▶ Objectif de l'exercice
Prolongez la chronique ci-dessous sur l'écriture et l'arrivée d'Internet en reprenant juste après sa dernière phrase.

▶ Extrait à lire
Je termine un travail de 10 ans : une biographie sur les Rolling Stones. J’ai acheté des CD pirates en Allemagne, des livres à Londres et à New York, chaque ressource est une conquête, qui suppose un voyage, des contacts, une transaction. En 2006 je publie un travail similaire, version années 70 et non plus années 60, sur Led Zeppelin : le moindre détail est discuté en forum, et si on s’échange toujours les films ou livres-pirates en les gravant sur CD ou DVD, je remonte les archives presse via Internet. L’écriture de mon essai sur les Rolling Stones était aussi l’écriture de comment mener l’enquête dans le continent du silence. Pour Led Zeppelin, je disposais du site d’un Japonais qui était allé photographier un par un les portails et fenêtres de tous les lieux associés d’une façon ou d’une autre à l’histoire du groupe. Écrire peut se dispenser de produire la représentation du monde, mais doit chercher comment l’associer au support sur lequel nous lisons. Au fait, le bug de l’an 2000 n’a pas eu lieu.

 

2002


Beaucoup d’articles, depuis plusieurs années, sur comment bénéficier d’un Internet rapide : la fibre optique ? Inconcevable. Les prises électriques ? Plus réaliste. Mais voilà qu’on nous propose d’utiliser les vieux fils de cuivre du téléphone, quelle idée... ADSL (Asymmetric Digital Subscriber Line) : les informations que vous envoyez vont moins vite que celles que vous recevez. Mais d’un seul coup plus besoin d’acheter le journal papier, on le feuillette à même vitesse sur nos écrans. Et je peux feuilleter sur le site de la Bibliothèque nationale, en mode image, les éditions originales des auteurs. Et fin prématurée des CD-Rom : qui l’aurait prévue ?

▶ Données fournies
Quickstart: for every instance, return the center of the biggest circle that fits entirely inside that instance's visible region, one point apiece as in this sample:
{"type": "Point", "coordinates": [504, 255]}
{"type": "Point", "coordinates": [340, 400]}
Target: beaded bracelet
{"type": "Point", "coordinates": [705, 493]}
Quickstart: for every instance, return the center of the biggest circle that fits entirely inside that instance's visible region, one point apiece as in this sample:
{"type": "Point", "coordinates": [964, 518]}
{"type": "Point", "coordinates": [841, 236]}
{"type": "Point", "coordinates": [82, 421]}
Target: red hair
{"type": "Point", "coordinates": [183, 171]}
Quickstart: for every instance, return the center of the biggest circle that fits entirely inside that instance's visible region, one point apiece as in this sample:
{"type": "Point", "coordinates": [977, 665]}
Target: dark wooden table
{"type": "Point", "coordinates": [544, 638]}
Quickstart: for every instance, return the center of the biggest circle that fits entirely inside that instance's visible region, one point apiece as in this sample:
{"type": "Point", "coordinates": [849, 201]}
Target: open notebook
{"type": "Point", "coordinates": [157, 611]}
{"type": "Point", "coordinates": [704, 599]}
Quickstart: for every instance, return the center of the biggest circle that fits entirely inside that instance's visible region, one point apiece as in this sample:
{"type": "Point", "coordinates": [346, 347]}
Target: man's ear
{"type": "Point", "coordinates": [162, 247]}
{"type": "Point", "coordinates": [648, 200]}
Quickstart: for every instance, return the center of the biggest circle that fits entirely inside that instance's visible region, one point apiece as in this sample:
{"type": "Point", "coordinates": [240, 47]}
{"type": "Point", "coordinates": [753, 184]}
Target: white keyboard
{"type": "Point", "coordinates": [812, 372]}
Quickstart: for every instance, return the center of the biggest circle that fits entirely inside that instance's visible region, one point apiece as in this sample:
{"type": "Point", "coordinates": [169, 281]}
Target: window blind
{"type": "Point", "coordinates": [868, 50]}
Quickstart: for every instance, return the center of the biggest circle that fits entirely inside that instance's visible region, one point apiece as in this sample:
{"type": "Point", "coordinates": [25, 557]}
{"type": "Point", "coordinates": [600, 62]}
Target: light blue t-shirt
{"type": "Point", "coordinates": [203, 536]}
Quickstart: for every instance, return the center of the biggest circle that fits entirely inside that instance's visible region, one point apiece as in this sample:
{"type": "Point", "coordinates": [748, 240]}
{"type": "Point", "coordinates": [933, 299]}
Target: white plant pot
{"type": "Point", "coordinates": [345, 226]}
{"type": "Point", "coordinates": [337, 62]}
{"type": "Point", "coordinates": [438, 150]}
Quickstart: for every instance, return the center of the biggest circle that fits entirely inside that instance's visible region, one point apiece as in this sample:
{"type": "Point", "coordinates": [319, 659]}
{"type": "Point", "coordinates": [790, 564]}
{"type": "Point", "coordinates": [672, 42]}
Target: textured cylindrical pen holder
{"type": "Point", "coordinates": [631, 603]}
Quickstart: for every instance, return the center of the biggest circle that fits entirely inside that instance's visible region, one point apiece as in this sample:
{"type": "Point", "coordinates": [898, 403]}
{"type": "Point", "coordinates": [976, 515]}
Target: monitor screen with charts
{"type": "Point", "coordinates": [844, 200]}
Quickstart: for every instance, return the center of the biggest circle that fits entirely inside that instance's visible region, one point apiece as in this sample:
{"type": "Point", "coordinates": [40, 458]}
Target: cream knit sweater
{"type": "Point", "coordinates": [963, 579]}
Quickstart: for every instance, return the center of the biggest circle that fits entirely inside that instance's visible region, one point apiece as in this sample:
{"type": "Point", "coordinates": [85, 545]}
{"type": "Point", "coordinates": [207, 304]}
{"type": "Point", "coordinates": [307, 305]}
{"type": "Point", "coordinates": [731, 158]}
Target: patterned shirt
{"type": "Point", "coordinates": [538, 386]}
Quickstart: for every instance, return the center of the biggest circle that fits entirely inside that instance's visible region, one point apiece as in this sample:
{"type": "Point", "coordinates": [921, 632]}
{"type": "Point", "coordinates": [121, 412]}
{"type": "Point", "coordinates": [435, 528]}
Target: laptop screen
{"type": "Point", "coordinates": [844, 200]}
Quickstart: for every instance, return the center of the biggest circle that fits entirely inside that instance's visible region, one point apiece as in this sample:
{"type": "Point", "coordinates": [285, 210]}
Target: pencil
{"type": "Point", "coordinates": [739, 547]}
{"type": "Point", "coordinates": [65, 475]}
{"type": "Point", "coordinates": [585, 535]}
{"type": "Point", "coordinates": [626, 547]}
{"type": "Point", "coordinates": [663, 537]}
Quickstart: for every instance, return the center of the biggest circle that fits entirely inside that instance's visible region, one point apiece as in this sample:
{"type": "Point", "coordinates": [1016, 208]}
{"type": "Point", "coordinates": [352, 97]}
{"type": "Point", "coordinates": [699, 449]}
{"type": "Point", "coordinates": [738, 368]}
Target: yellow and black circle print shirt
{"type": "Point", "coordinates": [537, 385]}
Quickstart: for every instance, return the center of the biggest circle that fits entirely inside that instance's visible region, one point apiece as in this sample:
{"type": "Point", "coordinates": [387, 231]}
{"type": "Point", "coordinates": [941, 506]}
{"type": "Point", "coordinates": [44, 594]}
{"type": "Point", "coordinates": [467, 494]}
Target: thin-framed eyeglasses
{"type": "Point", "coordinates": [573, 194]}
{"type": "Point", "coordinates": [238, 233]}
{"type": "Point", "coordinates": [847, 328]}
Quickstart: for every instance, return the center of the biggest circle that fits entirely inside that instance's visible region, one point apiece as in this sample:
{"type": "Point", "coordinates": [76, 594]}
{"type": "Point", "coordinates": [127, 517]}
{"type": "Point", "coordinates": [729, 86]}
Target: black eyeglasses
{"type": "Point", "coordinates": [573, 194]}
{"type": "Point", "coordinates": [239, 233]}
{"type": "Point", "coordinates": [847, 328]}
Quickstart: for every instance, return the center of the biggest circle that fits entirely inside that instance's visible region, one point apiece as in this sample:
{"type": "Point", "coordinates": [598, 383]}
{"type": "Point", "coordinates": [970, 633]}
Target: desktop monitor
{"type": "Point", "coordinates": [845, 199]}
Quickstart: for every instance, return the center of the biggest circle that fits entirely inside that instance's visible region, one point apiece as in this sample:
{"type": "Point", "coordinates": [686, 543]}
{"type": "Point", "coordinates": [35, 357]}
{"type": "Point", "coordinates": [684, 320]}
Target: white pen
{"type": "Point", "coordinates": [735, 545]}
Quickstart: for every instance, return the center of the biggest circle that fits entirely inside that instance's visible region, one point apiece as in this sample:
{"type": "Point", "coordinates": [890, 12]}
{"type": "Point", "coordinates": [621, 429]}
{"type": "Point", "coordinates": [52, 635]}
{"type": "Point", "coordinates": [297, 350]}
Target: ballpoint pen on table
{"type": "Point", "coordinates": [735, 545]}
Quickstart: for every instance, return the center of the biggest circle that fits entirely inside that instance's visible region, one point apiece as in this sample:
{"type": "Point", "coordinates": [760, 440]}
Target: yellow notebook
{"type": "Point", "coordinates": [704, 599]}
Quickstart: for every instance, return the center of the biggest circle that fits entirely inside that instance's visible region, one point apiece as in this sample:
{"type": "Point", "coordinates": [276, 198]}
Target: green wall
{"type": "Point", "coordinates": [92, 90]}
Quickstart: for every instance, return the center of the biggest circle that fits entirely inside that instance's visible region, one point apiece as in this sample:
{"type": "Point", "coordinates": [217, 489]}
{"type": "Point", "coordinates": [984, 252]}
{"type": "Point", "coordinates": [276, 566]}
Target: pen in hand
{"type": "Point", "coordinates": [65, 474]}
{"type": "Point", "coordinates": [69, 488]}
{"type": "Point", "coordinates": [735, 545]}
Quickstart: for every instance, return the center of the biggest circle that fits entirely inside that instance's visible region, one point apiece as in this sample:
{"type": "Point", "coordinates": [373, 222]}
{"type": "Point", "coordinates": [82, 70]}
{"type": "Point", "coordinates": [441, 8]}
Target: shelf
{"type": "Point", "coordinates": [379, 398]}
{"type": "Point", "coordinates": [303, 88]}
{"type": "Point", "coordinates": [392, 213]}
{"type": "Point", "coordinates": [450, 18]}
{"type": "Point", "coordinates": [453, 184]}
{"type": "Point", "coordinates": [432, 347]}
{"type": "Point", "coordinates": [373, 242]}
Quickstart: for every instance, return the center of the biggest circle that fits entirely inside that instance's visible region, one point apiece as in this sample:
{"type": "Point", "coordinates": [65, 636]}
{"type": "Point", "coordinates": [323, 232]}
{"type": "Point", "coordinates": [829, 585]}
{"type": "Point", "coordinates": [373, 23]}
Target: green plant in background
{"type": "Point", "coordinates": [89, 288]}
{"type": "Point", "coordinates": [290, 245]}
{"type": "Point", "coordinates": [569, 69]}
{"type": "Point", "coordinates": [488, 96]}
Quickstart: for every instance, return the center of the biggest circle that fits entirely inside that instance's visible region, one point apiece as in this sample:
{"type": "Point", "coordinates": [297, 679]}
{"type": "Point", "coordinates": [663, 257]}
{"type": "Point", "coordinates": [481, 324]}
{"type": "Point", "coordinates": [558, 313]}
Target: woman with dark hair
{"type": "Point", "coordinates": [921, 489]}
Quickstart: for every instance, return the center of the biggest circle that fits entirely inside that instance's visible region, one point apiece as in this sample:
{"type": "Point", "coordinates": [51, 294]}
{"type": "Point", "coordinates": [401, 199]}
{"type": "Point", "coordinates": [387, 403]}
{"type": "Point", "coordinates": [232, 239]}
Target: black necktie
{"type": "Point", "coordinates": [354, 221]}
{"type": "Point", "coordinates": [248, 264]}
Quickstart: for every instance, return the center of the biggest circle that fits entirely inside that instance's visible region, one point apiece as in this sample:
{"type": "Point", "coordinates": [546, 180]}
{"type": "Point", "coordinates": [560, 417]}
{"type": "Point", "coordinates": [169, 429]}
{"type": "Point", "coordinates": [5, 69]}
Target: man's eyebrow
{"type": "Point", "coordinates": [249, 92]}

▶ Réponse à l'exercice
 

2005


Mon site fait près de 600 pages html distinctes. Apparition de blogspot, et des premiers CMS paramétrables facilement par un utilisateur non informaticien (en France : Spip, comme ce que représente Drupal aujourd’hui en Amérique du Nord). Désormais, mon site est une « base de données ». Pour l’instant, je continue de donner mes manuscrits à mon éditeur : sur le site, le chantier du livre, le journal de l’auteur, les ateliers d’écriture. Et, quand le livre paraît, les articles et entretiens concernant le livre. Internet comme médiation culturelle : bizarrement, c’est toujours le modèle dominant pour les auteurs US. Un blog pris tel quel à une plateforme comme blogspot, et l’accès direct au lieu d’achat du livre, c’était la voie royale pour ouvrir à l’auto-édition. En 2006, je souhaite me donner une contrainte qui m’autorise l’écriture fantastique : pendant un an, je publie chaque jour un billet à partir de mon expérience quotidienne, ou de mes rêves, ou sous forme de micro-fiction. Je l’associe à des photographies, j’y insère de l’hyper-texte (des couloirs dont les portes ouvrent sur d’autres textes), des liens et du son. Le livre comme le site s’appellera Tumulte, quand au bout d’un an je publie ce que je considère comme une fiction globale, la fiction étant aussi ce qui protège dans l’exposition au jour le jour. Cette fragmentation selon le temps d’écriture au quotidien n’est pas nouvelle dans la littérature, de Montaigne à Stendhal, ou au Journal de Kafka et bien d’autres, ou aux « micro-fictions » publiées au quotidien dans la presse de Berlin en 1920 par Robert Walser. Mais, quand je publie le livre chez Fayard, les articles c’est « Bon publie son blog ». Je comprends à ce moment-là que j’ai franchi une nouvelle étape : la publication sur le site, avec ses dictionnaires, ses index, est un mode de lecture supérieur à celui du livre imprimé. Seulement on en est là (on en est toujours là) : ce qui me fait passer d’auteur à écrivain c’est la reconnaissance symbolique de ce rôle – qui l’accorderait à l’écriture web ?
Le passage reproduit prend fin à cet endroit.